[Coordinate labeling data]
-- Begin --

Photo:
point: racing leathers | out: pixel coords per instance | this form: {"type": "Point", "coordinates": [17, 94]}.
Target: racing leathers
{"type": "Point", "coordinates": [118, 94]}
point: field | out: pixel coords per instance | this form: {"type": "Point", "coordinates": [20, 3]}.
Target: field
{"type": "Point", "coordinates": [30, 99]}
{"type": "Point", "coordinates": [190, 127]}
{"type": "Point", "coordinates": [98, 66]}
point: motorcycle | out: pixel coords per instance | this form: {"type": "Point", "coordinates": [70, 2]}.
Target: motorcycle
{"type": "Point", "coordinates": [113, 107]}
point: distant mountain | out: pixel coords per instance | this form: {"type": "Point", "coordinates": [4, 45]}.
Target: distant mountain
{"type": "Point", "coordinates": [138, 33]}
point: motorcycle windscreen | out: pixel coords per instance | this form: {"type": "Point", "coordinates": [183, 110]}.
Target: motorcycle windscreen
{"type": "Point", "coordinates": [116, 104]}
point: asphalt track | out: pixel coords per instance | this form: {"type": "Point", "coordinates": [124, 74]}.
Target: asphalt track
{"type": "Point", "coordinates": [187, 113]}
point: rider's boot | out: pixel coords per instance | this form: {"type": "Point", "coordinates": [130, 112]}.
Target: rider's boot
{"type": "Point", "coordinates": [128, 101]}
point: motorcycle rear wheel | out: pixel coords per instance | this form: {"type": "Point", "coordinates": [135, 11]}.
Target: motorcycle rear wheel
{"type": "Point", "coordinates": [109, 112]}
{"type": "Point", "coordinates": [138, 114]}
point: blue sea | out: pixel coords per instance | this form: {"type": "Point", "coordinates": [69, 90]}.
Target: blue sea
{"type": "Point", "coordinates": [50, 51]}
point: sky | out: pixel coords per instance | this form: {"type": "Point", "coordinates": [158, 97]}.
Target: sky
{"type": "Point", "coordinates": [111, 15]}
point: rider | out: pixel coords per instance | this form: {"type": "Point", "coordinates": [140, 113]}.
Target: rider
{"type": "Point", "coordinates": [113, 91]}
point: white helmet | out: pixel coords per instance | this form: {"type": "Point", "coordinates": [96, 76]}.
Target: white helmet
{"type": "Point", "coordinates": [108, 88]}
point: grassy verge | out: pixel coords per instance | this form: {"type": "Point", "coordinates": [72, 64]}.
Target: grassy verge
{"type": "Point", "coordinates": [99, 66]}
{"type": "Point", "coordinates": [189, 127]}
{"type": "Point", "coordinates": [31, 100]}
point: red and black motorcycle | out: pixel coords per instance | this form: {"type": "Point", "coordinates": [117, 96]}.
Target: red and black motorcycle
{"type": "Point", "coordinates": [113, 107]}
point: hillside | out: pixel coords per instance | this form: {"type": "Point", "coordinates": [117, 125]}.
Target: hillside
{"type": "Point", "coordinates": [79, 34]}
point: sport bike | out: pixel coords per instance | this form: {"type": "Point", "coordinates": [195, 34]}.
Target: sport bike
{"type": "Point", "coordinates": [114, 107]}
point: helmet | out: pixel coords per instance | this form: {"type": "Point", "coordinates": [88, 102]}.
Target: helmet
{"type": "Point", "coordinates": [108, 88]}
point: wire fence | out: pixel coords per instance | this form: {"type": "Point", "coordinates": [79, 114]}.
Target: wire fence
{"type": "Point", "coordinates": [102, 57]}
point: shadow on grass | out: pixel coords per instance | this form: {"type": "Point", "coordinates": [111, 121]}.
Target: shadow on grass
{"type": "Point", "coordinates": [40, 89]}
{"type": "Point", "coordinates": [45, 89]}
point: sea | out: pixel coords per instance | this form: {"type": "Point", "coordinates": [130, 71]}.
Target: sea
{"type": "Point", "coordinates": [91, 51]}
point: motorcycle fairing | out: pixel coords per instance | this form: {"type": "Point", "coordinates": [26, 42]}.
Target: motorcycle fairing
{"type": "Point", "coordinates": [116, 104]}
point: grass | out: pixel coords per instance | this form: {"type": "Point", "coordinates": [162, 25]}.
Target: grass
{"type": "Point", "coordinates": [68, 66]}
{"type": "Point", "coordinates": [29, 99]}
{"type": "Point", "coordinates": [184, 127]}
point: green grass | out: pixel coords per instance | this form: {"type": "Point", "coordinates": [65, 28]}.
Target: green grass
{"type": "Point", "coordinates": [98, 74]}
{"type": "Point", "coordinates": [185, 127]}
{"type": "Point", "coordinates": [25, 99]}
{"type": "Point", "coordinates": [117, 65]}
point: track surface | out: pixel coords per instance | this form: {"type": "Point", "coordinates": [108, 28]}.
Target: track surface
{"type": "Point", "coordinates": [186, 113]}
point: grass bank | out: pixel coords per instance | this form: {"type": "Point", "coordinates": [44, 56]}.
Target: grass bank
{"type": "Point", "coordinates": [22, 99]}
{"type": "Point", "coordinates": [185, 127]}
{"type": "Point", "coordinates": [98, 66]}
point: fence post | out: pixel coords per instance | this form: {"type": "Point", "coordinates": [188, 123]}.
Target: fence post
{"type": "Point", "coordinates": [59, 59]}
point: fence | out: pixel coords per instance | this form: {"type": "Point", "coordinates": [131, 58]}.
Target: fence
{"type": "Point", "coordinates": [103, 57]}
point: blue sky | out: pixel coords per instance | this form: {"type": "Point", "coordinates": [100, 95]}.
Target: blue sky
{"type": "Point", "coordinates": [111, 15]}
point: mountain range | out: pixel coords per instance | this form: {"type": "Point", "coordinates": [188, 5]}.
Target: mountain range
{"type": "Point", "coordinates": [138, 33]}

-- End --

What you should do |
Extract the lines above from the one containing "point: fence |" to the last line, both included, exactly as written.

Result of the exercise |
point: fence | out: pixel coords per instance | this form: {"type": "Point", "coordinates": [131, 58]}.
Target: fence
{"type": "Point", "coordinates": [103, 57]}
point: blue sky | out: pixel coords per instance | this form: {"type": "Point", "coordinates": [100, 95]}.
Target: blue sky
{"type": "Point", "coordinates": [111, 15]}
point: mountain range | out: pixel coords per instance | this form: {"type": "Point", "coordinates": [188, 5]}.
Target: mountain range
{"type": "Point", "coordinates": [138, 33]}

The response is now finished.